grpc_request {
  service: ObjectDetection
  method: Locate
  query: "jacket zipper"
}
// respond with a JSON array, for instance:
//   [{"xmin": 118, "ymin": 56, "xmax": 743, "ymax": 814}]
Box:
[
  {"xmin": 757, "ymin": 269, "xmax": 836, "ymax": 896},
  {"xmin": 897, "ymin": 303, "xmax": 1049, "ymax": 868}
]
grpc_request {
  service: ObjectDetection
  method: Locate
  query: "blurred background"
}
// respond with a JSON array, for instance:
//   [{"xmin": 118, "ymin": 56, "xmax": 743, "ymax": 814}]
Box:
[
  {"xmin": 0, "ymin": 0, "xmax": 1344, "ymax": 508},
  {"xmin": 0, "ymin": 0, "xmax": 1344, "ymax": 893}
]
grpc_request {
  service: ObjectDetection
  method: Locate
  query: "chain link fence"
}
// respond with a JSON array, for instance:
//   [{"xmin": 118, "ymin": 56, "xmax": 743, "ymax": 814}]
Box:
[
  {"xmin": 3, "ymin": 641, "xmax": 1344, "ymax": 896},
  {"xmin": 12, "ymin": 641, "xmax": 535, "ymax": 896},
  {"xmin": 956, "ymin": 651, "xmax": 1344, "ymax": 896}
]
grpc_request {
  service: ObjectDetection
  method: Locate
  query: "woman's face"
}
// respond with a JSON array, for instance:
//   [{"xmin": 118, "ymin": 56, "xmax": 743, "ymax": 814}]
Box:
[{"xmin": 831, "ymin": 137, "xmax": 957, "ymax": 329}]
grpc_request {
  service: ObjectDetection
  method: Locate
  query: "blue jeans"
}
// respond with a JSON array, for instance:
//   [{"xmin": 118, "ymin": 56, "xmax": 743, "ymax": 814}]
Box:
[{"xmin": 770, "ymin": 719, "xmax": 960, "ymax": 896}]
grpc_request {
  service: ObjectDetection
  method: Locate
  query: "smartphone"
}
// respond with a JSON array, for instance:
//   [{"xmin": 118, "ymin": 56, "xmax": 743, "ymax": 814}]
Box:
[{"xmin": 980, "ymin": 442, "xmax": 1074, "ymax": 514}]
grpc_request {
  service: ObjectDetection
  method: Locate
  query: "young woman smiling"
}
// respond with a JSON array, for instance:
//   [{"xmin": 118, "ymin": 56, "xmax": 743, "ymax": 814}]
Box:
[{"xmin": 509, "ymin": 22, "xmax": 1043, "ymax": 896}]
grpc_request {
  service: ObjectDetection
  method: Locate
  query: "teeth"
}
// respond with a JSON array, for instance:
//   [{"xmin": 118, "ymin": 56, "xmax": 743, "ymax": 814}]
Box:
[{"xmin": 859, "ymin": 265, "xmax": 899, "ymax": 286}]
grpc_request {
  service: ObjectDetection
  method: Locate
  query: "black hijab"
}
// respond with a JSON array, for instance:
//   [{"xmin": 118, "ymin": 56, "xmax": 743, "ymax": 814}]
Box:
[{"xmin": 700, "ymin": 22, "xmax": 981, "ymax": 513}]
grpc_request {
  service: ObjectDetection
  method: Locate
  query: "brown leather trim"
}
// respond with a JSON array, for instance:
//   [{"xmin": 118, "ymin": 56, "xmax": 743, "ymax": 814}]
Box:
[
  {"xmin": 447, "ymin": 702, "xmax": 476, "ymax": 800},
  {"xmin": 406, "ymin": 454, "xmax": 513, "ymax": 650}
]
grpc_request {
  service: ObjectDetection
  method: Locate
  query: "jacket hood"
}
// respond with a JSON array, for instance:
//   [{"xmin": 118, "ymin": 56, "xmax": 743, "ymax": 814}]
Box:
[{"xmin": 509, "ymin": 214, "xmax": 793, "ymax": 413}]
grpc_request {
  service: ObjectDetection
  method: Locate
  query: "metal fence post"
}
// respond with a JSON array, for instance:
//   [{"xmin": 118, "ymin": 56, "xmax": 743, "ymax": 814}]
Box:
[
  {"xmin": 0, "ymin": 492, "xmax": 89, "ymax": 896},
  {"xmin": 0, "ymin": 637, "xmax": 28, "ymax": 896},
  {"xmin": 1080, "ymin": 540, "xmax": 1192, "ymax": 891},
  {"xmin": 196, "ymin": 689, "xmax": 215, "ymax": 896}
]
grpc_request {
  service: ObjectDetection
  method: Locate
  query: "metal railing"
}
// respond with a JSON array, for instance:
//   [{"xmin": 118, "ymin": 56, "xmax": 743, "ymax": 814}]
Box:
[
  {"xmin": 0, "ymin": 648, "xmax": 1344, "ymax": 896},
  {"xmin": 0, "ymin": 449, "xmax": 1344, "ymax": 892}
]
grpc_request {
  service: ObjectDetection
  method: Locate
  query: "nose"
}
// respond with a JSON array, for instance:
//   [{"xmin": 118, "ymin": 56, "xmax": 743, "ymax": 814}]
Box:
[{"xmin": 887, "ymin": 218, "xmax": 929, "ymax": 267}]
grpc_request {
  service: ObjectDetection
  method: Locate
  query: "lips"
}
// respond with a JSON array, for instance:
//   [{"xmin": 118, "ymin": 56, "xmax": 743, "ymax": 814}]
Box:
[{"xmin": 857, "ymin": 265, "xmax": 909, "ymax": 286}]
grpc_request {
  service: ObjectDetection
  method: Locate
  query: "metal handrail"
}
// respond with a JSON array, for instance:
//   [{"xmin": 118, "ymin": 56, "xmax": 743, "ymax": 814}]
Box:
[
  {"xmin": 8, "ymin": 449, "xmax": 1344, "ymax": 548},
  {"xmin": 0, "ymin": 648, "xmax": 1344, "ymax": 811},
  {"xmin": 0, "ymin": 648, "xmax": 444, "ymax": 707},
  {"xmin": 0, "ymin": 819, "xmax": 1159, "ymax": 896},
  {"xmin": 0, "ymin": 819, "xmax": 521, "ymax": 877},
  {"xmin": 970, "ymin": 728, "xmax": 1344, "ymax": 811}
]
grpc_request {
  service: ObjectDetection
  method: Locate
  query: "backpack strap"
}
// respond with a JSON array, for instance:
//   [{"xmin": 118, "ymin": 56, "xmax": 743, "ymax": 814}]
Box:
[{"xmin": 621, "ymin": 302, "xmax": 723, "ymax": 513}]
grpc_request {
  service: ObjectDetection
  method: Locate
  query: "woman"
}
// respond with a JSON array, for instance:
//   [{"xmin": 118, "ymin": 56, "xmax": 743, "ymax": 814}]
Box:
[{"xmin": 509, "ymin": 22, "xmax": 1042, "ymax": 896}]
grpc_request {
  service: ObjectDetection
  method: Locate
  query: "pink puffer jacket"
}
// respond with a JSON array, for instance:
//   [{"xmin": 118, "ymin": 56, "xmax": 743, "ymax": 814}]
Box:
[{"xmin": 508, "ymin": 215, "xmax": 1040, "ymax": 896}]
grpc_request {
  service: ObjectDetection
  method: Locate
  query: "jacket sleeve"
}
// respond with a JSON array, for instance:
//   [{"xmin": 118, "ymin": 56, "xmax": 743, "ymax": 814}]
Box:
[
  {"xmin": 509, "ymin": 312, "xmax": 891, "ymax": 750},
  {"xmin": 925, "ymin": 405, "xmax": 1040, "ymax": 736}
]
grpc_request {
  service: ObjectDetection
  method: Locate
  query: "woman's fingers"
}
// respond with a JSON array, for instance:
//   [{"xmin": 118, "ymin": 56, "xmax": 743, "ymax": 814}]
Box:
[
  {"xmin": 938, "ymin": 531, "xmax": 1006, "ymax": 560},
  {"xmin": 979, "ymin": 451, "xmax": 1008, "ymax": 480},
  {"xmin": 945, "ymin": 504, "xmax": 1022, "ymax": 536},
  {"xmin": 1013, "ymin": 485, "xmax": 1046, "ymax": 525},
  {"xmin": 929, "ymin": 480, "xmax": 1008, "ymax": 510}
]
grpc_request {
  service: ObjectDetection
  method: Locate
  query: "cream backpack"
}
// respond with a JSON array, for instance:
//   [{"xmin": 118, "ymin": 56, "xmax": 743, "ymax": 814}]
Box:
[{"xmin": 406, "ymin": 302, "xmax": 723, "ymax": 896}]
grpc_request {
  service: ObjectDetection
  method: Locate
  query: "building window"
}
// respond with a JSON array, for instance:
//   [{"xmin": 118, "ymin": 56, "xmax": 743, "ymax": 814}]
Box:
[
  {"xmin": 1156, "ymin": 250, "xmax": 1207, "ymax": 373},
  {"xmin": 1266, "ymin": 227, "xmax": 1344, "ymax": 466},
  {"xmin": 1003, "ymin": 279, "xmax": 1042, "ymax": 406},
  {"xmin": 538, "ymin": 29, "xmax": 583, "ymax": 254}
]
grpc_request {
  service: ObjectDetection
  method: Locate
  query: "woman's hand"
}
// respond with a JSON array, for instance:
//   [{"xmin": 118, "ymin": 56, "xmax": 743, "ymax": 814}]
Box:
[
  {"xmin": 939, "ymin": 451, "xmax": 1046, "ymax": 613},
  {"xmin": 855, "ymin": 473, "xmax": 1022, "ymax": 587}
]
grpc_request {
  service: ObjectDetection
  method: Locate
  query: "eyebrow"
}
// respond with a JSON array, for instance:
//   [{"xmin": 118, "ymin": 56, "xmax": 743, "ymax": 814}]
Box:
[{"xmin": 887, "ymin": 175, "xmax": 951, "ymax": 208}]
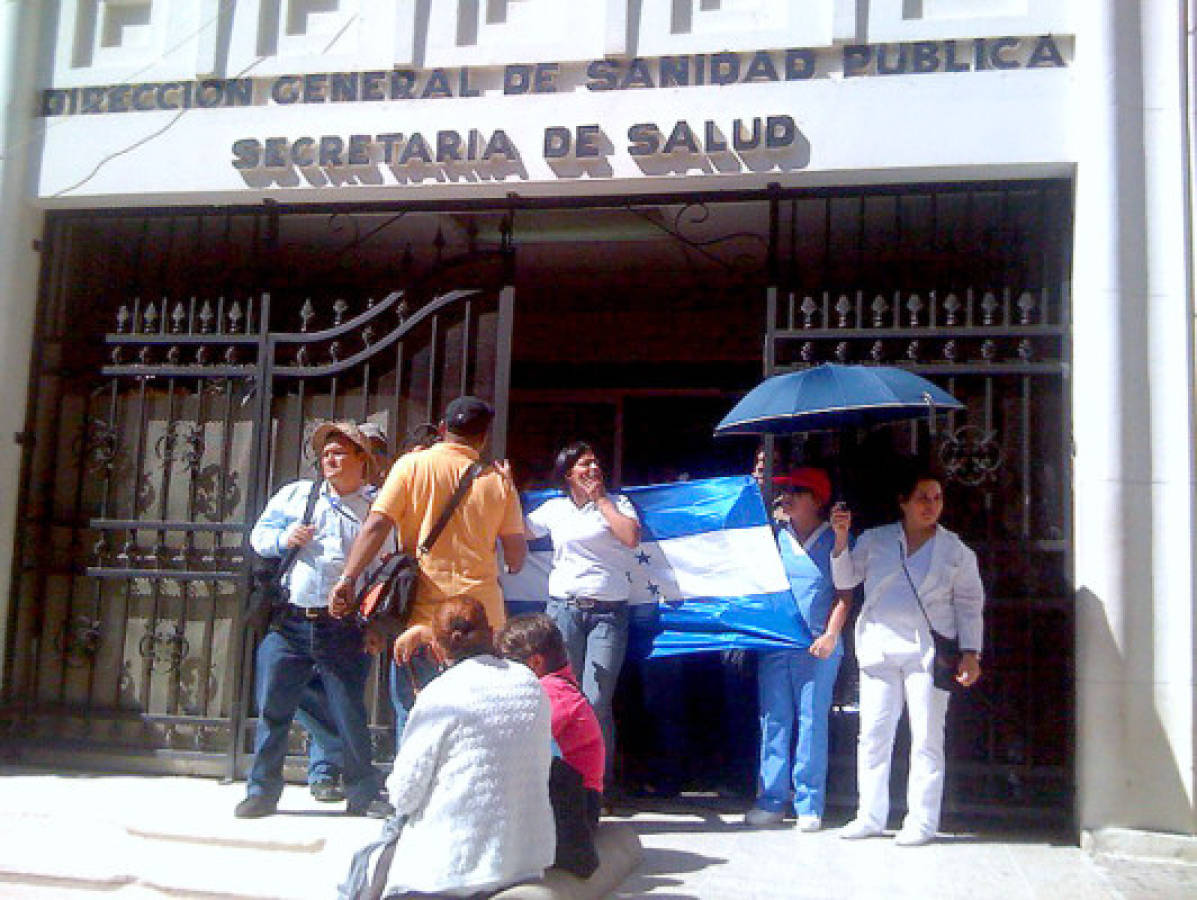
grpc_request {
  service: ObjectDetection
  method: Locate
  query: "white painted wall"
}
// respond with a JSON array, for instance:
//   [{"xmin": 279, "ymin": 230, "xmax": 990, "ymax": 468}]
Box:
[
  {"xmin": 30, "ymin": 0, "xmax": 1073, "ymax": 205},
  {"xmin": 1073, "ymin": 0, "xmax": 1197, "ymax": 834}
]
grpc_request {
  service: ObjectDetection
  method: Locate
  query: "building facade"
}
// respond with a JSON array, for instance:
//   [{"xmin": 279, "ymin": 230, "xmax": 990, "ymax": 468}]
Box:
[{"xmin": 0, "ymin": 0, "xmax": 1197, "ymax": 835}]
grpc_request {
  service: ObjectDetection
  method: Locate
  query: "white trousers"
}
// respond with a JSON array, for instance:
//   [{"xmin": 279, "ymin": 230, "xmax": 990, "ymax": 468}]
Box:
[{"xmin": 856, "ymin": 647, "xmax": 950, "ymax": 835}]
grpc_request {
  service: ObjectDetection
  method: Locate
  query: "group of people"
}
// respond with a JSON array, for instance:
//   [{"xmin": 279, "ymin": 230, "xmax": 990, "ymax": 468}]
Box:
[
  {"xmin": 745, "ymin": 452, "xmax": 984, "ymax": 846},
  {"xmin": 236, "ymin": 396, "xmax": 983, "ymax": 894}
]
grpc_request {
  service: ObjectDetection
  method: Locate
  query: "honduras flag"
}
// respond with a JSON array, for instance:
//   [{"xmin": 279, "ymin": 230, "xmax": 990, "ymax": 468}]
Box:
[{"xmin": 503, "ymin": 475, "xmax": 808, "ymax": 656}]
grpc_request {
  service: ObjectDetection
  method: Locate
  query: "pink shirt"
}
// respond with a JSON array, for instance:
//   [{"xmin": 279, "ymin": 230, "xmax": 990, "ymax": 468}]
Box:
[{"xmin": 540, "ymin": 664, "xmax": 606, "ymax": 793}]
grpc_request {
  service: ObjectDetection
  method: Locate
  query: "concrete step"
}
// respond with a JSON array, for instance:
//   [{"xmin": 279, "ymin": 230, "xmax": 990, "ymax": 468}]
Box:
[{"xmin": 0, "ymin": 773, "xmax": 640, "ymax": 900}]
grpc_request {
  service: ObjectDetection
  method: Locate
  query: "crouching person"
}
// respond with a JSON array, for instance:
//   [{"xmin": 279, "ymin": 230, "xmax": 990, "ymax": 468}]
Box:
[
  {"xmin": 494, "ymin": 613, "xmax": 606, "ymax": 878},
  {"xmin": 235, "ymin": 422, "xmax": 390, "ymax": 819},
  {"xmin": 375, "ymin": 597, "xmax": 555, "ymax": 898}
]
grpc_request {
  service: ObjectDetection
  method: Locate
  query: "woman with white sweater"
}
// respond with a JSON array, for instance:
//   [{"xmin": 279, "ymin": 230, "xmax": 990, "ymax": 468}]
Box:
[
  {"xmin": 385, "ymin": 597, "xmax": 557, "ymax": 896},
  {"xmin": 831, "ymin": 472, "xmax": 985, "ymax": 846}
]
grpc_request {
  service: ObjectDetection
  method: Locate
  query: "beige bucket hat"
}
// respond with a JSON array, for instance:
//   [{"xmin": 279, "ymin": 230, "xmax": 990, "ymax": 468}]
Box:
[{"xmin": 311, "ymin": 421, "xmax": 377, "ymax": 481}]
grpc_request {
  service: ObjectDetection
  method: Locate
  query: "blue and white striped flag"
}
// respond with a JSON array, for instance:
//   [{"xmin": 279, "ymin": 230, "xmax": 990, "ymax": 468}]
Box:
[{"xmin": 503, "ymin": 475, "xmax": 807, "ymax": 656}]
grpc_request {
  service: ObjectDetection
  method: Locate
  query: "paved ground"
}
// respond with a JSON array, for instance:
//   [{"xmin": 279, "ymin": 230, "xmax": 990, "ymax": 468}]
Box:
[{"xmin": 0, "ymin": 768, "xmax": 1197, "ymax": 900}]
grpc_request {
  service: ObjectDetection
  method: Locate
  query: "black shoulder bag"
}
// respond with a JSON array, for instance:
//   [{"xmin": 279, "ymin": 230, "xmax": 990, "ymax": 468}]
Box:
[
  {"xmin": 357, "ymin": 462, "xmax": 482, "ymax": 637},
  {"xmin": 898, "ymin": 545, "xmax": 964, "ymax": 692},
  {"xmin": 245, "ymin": 478, "xmax": 324, "ymax": 637}
]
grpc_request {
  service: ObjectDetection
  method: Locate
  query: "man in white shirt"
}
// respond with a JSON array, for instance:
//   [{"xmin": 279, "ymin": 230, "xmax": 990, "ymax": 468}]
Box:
[{"xmin": 235, "ymin": 422, "xmax": 389, "ymax": 819}]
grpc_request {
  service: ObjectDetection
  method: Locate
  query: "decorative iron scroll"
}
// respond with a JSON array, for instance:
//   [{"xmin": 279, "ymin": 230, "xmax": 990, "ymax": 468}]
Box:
[
  {"xmin": 776, "ymin": 288, "xmax": 1067, "ymax": 375},
  {"xmin": 138, "ymin": 622, "xmax": 190, "ymax": 673},
  {"xmin": 940, "ymin": 425, "xmax": 1002, "ymax": 487}
]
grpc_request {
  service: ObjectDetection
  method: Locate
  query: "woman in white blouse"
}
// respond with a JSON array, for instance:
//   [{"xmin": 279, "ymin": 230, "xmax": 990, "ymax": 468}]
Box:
[
  {"xmin": 525, "ymin": 440, "xmax": 640, "ymax": 788},
  {"xmin": 831, "ymin": 472, "xmax": 985, "ymax": 846}
]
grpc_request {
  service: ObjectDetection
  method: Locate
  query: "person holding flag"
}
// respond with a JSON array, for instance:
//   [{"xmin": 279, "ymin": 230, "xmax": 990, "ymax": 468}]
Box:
[
  {"xmin": 524, "ymin": 440, "xmax": 640, "ymax": 788},
  {"xmin": 745, "ymin": 467, "xmax": 851, "ymax": 832}
]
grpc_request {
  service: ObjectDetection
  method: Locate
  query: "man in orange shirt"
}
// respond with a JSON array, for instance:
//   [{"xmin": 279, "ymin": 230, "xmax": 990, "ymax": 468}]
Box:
[{"xmin": 328, "ymin": 396, "xmax": 528, "ymax": 734}]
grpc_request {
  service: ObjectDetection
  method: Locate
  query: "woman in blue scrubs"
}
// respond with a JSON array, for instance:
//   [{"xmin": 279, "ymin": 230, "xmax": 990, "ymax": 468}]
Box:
[{"xmin": 745, "ymin": 468, "xmax": 851, "ymax": 832}]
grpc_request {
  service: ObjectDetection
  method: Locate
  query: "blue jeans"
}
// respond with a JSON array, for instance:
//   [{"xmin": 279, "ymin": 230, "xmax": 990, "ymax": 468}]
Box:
[
  {"xmin": 757, "ymin": 646, "xmax": 844, "ymax": 817},
  {"xmin": 390, "ymin": 653, "xmax": 440, "ymax": 754},
  {"xmin": 296, "ymin": 673, "xmax": 345, "ymax": 784},
  {"xmin": 247, "ymin": 616, "xmax": 381, "ymax": 805},
  {"xmin": 545, "ymin": 597, "xmax": 628, "ymax": 785}
]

SHORT TASK:
Copy out each line above that contains the word "shirt".

WORKED ANSWER:
  query: "pink shirt"
  query: "man in white shirt"
  query: "man in orange shirt"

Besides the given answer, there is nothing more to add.